SUPPLIED MATERIAL:
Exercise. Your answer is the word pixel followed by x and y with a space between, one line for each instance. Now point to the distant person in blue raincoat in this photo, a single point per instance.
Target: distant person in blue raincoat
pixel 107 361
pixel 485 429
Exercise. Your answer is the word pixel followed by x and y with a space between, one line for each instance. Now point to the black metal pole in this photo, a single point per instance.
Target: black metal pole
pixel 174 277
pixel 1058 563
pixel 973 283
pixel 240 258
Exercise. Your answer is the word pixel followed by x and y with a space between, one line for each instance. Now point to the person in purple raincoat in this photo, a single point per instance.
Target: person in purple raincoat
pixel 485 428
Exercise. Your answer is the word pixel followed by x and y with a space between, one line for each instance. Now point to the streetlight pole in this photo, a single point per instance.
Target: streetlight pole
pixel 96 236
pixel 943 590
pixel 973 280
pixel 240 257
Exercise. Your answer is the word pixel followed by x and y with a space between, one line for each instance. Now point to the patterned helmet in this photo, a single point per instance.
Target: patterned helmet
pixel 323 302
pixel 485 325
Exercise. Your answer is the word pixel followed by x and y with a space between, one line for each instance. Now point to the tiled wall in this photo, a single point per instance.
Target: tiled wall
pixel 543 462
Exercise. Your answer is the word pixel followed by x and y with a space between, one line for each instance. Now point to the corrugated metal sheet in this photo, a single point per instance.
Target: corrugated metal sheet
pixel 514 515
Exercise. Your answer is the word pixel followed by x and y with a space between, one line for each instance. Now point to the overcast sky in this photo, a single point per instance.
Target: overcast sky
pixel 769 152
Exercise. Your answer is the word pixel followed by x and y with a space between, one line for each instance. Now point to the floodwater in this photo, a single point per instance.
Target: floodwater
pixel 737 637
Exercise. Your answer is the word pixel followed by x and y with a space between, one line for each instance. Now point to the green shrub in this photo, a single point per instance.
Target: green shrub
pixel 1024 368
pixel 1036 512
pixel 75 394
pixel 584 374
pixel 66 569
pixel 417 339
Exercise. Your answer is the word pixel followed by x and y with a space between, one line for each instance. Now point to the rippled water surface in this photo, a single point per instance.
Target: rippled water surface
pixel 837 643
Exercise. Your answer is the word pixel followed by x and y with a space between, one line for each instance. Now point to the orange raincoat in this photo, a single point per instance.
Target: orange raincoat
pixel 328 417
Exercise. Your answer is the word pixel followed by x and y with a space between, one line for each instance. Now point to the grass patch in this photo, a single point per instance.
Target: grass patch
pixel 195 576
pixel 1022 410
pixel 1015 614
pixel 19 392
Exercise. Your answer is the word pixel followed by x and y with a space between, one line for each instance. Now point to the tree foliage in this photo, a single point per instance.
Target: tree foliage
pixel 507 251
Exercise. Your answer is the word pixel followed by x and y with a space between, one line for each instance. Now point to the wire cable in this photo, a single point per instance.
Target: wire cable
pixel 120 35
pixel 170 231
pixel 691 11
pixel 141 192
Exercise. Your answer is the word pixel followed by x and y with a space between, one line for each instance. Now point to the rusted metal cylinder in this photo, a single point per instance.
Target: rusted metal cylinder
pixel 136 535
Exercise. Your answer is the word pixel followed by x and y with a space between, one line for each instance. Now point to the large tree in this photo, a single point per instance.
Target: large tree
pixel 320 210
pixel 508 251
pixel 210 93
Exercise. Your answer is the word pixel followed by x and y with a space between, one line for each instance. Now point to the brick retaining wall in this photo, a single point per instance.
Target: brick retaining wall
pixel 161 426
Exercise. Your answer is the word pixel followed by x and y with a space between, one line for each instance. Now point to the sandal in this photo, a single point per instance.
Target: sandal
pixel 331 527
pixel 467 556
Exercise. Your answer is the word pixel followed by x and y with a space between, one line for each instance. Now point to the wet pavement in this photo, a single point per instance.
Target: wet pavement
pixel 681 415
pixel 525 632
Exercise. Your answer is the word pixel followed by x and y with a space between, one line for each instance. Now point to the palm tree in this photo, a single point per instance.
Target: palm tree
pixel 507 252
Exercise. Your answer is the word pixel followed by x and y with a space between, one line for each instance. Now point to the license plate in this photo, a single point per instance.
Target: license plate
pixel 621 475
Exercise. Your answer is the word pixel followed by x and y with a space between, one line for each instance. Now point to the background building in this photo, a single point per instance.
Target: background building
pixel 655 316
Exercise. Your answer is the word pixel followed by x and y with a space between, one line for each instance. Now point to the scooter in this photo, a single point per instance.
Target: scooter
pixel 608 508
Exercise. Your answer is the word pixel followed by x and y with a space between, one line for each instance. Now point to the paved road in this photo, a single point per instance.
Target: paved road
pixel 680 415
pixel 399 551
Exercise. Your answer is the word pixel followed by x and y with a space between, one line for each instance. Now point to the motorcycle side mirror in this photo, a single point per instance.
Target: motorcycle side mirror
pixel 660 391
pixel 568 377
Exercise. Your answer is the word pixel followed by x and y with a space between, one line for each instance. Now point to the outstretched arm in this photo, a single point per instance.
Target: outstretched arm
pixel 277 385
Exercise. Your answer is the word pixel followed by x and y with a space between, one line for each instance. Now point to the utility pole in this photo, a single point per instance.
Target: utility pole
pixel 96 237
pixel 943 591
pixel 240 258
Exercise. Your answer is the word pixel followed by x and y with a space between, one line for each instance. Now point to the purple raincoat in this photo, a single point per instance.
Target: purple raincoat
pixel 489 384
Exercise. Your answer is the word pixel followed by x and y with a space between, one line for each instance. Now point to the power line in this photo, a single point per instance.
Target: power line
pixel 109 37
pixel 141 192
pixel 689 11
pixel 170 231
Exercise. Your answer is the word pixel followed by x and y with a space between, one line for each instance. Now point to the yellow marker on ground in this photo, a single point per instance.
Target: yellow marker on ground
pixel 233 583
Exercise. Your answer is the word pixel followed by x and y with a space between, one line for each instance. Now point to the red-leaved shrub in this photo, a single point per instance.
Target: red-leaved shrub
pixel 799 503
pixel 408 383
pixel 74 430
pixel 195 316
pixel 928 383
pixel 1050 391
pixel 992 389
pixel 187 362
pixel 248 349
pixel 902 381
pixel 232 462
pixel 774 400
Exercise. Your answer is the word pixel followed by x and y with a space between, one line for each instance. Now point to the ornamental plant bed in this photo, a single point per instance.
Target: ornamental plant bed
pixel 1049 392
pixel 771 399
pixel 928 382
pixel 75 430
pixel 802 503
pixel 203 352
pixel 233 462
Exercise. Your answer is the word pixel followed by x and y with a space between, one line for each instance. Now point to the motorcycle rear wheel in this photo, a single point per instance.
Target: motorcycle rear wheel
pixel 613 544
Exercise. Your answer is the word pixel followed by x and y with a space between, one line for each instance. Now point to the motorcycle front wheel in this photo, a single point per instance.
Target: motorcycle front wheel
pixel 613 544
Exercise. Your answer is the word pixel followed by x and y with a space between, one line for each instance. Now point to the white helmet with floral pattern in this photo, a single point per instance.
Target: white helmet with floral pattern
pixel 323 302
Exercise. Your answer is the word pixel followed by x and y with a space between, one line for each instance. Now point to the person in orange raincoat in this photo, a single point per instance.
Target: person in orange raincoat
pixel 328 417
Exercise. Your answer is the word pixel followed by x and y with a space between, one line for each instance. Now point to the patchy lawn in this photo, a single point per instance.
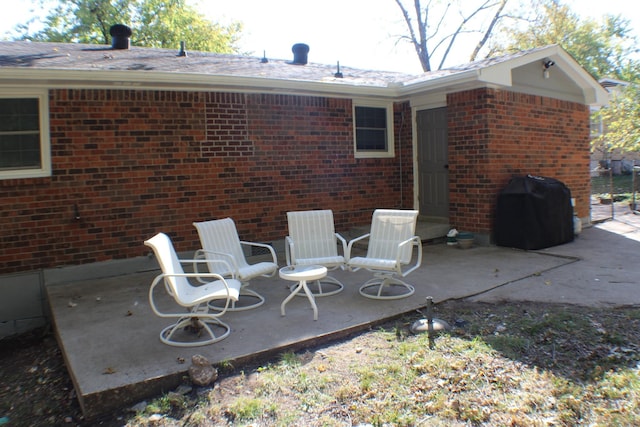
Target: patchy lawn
pixel 508 365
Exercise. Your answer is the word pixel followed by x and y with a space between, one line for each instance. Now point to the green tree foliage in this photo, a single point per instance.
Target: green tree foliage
pixel 154 23
pixel 620 124
pixel 604 49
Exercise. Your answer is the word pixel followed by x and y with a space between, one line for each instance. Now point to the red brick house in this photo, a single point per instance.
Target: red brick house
pixel 101 148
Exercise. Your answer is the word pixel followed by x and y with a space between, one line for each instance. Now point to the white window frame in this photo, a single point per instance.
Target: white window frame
pixel 390 150
pixel 45 139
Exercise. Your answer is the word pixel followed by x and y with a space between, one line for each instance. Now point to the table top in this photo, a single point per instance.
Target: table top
pixel 303 272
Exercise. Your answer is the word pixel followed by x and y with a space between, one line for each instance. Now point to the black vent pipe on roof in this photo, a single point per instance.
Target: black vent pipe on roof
pixel 120 34
pixel 300 52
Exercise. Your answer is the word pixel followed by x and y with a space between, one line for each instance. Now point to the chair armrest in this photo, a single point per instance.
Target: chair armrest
pixel 347 255
pixel 200 258
pixel 264 246
pixel 413 241
pixel 288 250
pixel 343 241
pixel 160 278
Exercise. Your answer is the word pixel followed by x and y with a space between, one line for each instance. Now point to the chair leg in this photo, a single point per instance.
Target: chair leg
pixel 185 325
pixel 384 281
pixel 317 289
pixel 242 303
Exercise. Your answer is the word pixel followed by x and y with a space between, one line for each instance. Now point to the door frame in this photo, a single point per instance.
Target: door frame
pixel 426 103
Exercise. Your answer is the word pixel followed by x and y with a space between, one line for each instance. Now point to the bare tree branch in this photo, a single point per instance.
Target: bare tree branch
pixel 422 34
pixel 485 37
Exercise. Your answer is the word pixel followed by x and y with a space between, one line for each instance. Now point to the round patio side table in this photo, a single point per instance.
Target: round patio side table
pixel 302 274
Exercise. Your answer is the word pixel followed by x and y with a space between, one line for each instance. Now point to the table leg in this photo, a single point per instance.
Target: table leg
pixel 289 297
pixel 300 286
pixel 312 299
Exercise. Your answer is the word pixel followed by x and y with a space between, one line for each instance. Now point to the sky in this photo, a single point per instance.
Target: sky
pixel 357 33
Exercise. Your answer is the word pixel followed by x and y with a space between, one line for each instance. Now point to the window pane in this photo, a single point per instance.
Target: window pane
pixel 19 133
pixel 371 129
pixel 371 117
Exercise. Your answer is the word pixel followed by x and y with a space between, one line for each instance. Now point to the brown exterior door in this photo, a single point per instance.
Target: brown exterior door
pixel 433 163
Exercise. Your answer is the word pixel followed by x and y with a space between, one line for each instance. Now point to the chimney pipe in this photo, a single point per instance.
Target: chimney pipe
pixel 300 51
pixel 120 34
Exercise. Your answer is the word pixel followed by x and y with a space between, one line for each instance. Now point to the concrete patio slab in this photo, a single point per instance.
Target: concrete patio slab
pixel 109 335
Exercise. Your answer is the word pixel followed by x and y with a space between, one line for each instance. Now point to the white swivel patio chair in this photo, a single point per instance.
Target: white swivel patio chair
pixel 390 254
pixel 197 321
pixel 220 241
pixel 312 240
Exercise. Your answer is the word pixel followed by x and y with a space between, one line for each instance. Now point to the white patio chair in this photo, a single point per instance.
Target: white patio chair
pixel 198 320
pixel 312 240
pixel 220 241
pixel 389 251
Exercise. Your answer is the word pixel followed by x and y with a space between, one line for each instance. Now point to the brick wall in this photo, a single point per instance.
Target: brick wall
pixel 131 163
pixel 495 135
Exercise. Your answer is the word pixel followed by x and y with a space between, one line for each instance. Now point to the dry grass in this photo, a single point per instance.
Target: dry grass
pixel 502 365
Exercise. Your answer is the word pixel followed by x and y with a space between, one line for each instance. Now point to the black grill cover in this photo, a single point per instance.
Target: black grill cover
pixel 534 212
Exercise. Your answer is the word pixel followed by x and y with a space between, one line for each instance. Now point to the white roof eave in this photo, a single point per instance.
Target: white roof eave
pixel 56 78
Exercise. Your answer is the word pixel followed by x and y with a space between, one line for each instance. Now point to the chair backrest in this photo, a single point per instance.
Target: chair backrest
pixel 169 264
pixel 221 236
pixel 313 234
pixel 389 227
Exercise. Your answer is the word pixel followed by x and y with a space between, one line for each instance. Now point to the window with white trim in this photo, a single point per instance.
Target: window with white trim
pixel 24 134
pixel 373 129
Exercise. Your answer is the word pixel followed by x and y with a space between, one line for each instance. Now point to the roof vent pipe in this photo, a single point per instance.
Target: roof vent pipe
pixel 300 51
pixel 120 34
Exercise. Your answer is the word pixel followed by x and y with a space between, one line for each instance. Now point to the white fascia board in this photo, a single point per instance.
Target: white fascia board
pixel 70 79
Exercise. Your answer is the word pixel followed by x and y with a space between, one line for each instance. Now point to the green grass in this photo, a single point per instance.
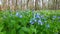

WORK TO COMPLETE:
Nothing should appear in the answer except the lines above from the line with "to the sandal" through the line with "to the scooter", both included, written out exactly.

WRITTEN SOLUTION:
Exercise. Your answer is the word pixel followed by x and y with a space between, one line for each instance. Now point to the sandal in this photo, a single point per instance.
Target: sandal
pixel 331 527
pixel 467 556
Exercise. Your answer is the word pixel followed by x and y with a space between, one line for each instance. Now point to the wet pavement in this photo, a single point per instance.
Target: wet pavement
pixel 681 415
pixel 525 632
Exercise. Your answer is the word pixel followed by x and y with a space between, one line for each instance. Now point to the palm tree in this photo, a single point per instance.
Target: palm tree
pixel 507 252
Exercise. Your answer is the word pixel followed by x and y with a space between, one line for each instance. Now point to the license plate in this photo, a single point per instance.
Target: license plate
pixel 621 475
Exercise. Your answer is the word pixel followed by x and y with a space between, one line for each instance. Now point to the background building in this photo, a single point per instance.
Target: background building
pixel 655 316
Exercise. Your answer is the word pixel followed by x and y with a space between, one line for each instance. Now point to the scooter in this photo, a single point per instance.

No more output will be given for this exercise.